US ATLAS Computing Facility (Possible Topical)

Name: US ATLAS Computing Facility (Possible Topical)
Start: 2025-07-30T13:00:00-04:00
End: 2025-07-30T15:25:00-04:00
Location: No location set

Wednesday 30 Jul 2025, 13:00 → 15:25 US/Eastern

Description

Facilities Team Google Drive Folder

Zoom information

Meeting ID: 993 2967 7148

Meeting password: 452400

Invite link: https://umich.zoom.us/j/99329677148?pwd=c29ObEdCak9wbFBWY2F2Rlo4cFJ6UT09

- 13:00 → 13:05
  
  WBS 2.3 Facility Management News 5m
  
  Speakers: Alexei Klimentov (Brookhaven National Laboratory (US)), Dr Shawn Mc Kee (University of Michigan (US))
  
  We are working on creating the updated Milestones, using input from our WBS 2.3 copy and the scrubbing presentations with a goal of finishing by the end of this week.
  
  Scrubbing outcomes are still being discussed and final descopes and changes should be known in a few weeks.

□ □ □ □

● BRIEF
Write what comes next in the US ATLAS Computing Facility meeting agenda, starting after its final sentence.

□ □ □ □

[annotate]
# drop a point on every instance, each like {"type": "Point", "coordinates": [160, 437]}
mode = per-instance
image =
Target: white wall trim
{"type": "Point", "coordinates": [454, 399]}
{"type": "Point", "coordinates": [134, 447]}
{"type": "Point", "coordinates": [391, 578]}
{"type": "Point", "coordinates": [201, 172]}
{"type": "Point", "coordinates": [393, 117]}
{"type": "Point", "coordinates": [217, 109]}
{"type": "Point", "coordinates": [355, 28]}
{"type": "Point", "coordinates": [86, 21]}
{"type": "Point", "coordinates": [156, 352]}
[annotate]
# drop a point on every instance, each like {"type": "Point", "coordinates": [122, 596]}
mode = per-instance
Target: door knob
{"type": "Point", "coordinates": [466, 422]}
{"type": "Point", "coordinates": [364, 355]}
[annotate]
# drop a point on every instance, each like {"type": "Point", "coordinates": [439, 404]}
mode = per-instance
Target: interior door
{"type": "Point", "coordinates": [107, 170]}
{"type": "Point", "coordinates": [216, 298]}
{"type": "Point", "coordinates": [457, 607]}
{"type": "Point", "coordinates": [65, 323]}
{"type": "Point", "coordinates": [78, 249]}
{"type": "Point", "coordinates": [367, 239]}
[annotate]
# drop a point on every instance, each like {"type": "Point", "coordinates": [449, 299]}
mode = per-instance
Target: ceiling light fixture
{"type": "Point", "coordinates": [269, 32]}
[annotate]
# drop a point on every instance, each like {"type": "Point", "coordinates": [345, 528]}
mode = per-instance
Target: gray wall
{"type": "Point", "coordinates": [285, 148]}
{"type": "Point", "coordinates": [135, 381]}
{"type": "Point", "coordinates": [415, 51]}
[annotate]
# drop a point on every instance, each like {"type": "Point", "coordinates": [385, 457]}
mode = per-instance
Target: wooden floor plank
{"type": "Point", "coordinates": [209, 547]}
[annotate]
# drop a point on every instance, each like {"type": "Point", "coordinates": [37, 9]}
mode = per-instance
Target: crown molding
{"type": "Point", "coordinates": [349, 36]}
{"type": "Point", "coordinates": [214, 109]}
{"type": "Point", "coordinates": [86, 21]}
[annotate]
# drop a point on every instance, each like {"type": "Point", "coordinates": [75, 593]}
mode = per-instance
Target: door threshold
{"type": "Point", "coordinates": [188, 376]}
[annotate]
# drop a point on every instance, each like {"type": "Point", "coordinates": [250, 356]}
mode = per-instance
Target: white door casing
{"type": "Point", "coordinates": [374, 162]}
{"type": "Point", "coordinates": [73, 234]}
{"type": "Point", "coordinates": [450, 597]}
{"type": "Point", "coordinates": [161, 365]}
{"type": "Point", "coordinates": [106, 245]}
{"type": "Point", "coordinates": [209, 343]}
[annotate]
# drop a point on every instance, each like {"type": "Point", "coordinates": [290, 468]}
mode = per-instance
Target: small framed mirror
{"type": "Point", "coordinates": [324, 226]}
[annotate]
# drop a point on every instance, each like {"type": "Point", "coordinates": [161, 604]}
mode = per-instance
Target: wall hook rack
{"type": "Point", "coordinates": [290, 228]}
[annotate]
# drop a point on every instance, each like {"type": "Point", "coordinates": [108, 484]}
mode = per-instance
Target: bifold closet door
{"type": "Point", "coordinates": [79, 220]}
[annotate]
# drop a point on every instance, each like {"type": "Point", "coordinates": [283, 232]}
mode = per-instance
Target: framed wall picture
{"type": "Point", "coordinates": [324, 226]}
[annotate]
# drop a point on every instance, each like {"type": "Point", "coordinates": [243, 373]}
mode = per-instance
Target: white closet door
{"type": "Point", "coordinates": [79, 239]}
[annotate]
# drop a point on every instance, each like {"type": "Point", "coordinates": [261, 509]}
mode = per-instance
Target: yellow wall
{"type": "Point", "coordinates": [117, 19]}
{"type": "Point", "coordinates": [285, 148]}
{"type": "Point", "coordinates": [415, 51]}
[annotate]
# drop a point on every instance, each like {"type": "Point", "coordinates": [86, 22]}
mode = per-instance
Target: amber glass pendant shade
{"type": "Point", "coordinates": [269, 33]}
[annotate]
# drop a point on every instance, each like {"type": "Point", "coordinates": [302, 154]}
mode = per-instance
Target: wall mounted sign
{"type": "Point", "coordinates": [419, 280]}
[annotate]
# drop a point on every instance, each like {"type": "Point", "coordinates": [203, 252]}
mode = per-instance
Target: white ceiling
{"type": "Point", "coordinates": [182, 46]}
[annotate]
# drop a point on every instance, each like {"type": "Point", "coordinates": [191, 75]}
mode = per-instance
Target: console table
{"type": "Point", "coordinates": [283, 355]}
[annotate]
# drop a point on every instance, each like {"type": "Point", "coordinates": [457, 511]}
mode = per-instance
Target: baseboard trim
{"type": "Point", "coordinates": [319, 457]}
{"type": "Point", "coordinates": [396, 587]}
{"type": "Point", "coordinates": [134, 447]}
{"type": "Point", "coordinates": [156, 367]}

□ □ □ □

● TASK ANSWER
  Even though we have procurement plans for FY25, all Tier-2s should hold off any purchases till we can discuss them with 2.3 and get approval from Paolo and Verena. This is because we need to understand the impact from scrubbing and the plans to NOT have equipment funds for the Tier-2s in FY26 and FY27.
- 13:05 → 13:10
  OSG-LHC 5m
  
  Speakers: Brian Hua Lin (University of Wisconsin), Matyas Selmeci
  Release (this week)
  
  XRootD 5.8.4
  
  Frontier Squid 6.13-1.5 in upcoming (breaking change for squids with multiple workers)
  
  osg-scitokens-mapfile update for JLab + relevant VOs (new issuer)
  
  Miscellaneous
  
  Kuantifier: working with UNL to figure out a solution for multi-container pods
- 13:10 → 13:30
  WBS 2.3.1: Tier1 Center
  
  Convener: Alexei Klimentov (Brookhaven National Laboratory (US))
  - 13:10
    
    Tier-1 Infrastructure 5m
    
    Speaker: Jason Smith
  - 13:15
    
    Compute Farm 5m
    
    Speaker: Thomas Smith
  - 13:20
    
    Storage 5m
    
    Speakers: Carlos Fernando Gamboa (Brookhaven National Laboratory (US)), Carlos Fernando Gamboa (Department of Physics-Brookhaven National Laboratory (BNL)-Unkno)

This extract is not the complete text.